== TAREFAS A CUMPRIR ==
A - No texto sobre comunicação com o cliente, quais recursos as empresas que falam com o mercado "em linguagem de advogado" usam? Liste todos.
B - Dê seguimento ao texto sobre comunicação com o cliente a partir da última frase apresentada.

== TEXTO FORNECIDO ==
━━━━━━━━

Cliente satisfeito é amigo
do peito
Mário Persona (*)
Colaborador
Era uma
extração em série. Verdadeira linha de desmontagem
de dentes brancos das mais variadas cores. Desde amarelo-nicotina até
preto-cárie. Cor predileta de Henry Ford, criador da linha de montagem.
Que quando indagado se havia alguma proibição para seus carros
serem de outra cor, respondia: "Os carros podem ser produzidos em qualquer
cor, desde que sejam pretos".
Na aula prática da faculdade
de Odontologia, meu amigo fazia parte dos discípulos de Tiradentes.
E aprendia a técnica colonial de se extrair o mal pela raiz. As
cobaias, apelidadas de pacientes, eram pessoas que não podiam ou
não queriam pagar por uma extração privada. Sobrava
aquela alternativa. Mais pública, porém mais grátis
que a privada.
Na sala cor marfim, uma fileira de
poltronas trêmulas sustentavam pacientes boquiabertos com o palavreado
"dos doutor". Qualquer linguagem produzida na "Área de Broca" do
cérebro de professores e alunos tinha som de broca na compreensão
dos pacientes. O abismo de comunicação ali só não
era maior que as cáries. Verdadeiras cavernas onde ecoava a dor.
A falta de uma comunicação
clara é a principal razão do isolamento de algumas empresas.
Só são achadas pelos credores. Mas, mesmo quando encontradas,
lhes falta saliva para informar, encantar, explicar e gerar uma ação
da parte dos clientes. E o problema começa dentro. Pergunte aos
seus funcionários o que sua empresa faz. Não sabem? Então
nem perca tempo em perguntar ao mercado. Como sairia da boca a palavra
que não existe na garganta?
Impressão - Há
empresas que usam uma linguagem carregada de tecnicismos para impressionar
o cliente. E impressionam. Divirto-me nas feiras de tecnologia, cheias
de clientes impressionados. Com sacolas derramando prospectos criptografados,
só decifráveis pelos concorrentes. Que também se esforçam
para explicar como fazem, sem dizer o quê, para clientes que passam
incólumes, vão embora potenciais, e permanecem virgens de
qualquer influência. Mas impressionados.
O problema ocorre porque falamos
do que gostamos de falar, não do que o cliente gostaria de ouvir.
Despejamos informação, quando deveríamos criar comunicação.
Aquela de mão dupla, que só começa quando completada
a conexão. Antes disso não passa de informação
à disposição. Como santinho em mão de boca
de urna de partido ruim. Ninguém pega.
Há empresas que conversam
com o mercado em linguagem de advogado. Com rodeios, palavras difíceis
e termos técnicos. Parecem gostar de manter o cliente na posição
de demente. Com discursos que sublinham a ignorância, gostam de manter
distância. Mas cliente à distância não é
cliente. É consumidor. Cliente, com ente maiúsculo e que
vive satisfeito, é aquele tratado como amigo do peito.

━━━━━━━━

(Registros de anotação de posição)
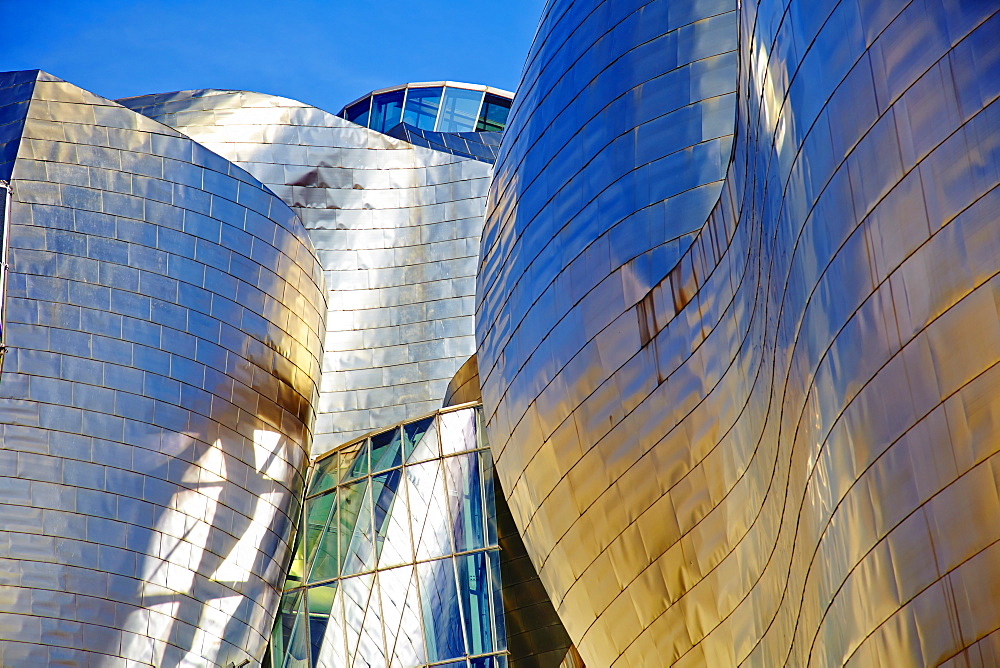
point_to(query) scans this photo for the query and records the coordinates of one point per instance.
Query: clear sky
(324, 53)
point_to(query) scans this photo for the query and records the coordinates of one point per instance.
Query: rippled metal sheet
(164, 315)
(400, 564)
(781, 449)
(397, 228)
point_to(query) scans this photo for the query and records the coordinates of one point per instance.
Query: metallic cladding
(397, 228)
(164, 314)
(782, 449)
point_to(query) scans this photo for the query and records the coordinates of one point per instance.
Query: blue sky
(322, 53)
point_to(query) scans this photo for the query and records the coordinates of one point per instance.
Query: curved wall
(785, 451)
(396, 227)
(163, 314)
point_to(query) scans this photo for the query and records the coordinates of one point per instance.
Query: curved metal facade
(783, 450)
(397, 228)
(164, 316)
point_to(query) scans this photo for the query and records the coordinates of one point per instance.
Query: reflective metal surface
(400, 562)
(397, 229)
(164, 317)
(782, 448)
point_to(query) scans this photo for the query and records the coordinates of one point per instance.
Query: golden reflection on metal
(396, 226)
(780, 449)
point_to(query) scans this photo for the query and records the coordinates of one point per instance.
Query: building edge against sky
(782, 449)
(163, 320)
(736, 332)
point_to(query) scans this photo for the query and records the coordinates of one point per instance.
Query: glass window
(474, 589)
(493, 117)
(387, 110)
(387, 450)
(358, 112)
(459, 109)
(420, 440)
(324, 605)
(421, 107)
(466, 501)
(357, 540)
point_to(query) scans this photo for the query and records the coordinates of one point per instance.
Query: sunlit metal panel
(164, 317)
(777, 444)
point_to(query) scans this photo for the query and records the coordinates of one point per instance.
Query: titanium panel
(781, 448)
(164, 318)
(396, 226)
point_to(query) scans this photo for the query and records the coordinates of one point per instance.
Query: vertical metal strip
(8, 193)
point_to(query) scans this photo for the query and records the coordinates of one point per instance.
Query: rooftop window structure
(435, 107)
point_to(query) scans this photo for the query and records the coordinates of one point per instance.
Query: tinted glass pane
(493, 117)
(320, 603)
(466, 501)
(420, 440)
(401, 612)
(429, 510)
(293, 630)
(391, 526)
(439, 606)
(486, 461)
(387, 450)
(458, 431)
(459, 109)
(421, 107)
(474, 589)
(355, 502)
(297, 570)
(358, 113)
(500, 634)
(317, 516)
(353, 461)
(324, 476)
(387, 110)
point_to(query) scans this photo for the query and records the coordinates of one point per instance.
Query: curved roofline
(428, 84)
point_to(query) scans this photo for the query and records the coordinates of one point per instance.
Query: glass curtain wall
(398, 562)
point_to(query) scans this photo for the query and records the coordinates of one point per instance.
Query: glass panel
(459, 109)
(466, 501)
(387, 110)
(293, 630)
(392, 532)
(428, 510)
(358, 112)
(439, 607)
(420, 440)
(324, 477)
(318, 514)
(332, 647)
(320, 603)
(489, 500)
(353, 461)
(297, 569)
(499, 624)
(421, 107)
(386, 450)
(358, 555)
(493, 117)
(363, 622)
(404, 637)
(458, 431)
(474, 590)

━━━━━━━━

== RESPOSTAS ÀS TAREFAS ==
A - Rodeios, palavras difíceis e termos técnicos.

B -
Veja a evolução da
tecnologia da comunicação. Começou no tête-à-tête
do contato pessoal. Depois gritaram de longe, bateram tambores e fizeram
sinais de fumaça. Num dia de chuva, alguém decidiu transformar
a linguagem em símbolos. Surgiu a escrita. Durante séculos
foi a única forma de comunicação à distância,
até a invenção do extrato de tomate.
Pelo menos era essa a minha idéia
quando criança, já que meus telefones de barbante eram feitos
com as latinhas de extrato de tomate Elefante. Porém descobri que
Graham Bell já tinha criado algo mais eficiente, retornando o contato
pessoal ao tête-à-tête. Era a tecnologia trazendo
a boca de volta para junto do ouvido. E aproximando pessoas.
No seio maxilar - Mas a tecnologia
só aproxima. Cabe à empresa criar um discurso bem mastigado
para seu mercado. Principalmente se o cliente não puder mastigar.
Como aquela senhora, com duas mãos dentro de sua boca e sem entender
o que "os doutor" falavam. E pensar que ela havia entrado ali só
para "distrair o dente do cisne"!
O professor procurou acalmá-la,
explicando que as radiografias periapicais mostravam uma área radiopaca
na região do terceiro molar, que tinha raízes volumosas abraçando
o osso interradicular. Mas tudo seria feito sem causar a invasão
da tuberosidade pelo antro, ou uma comunicação oro-antral
com rotura dos vasos palatinos. A paciente ficou mais tranqüila.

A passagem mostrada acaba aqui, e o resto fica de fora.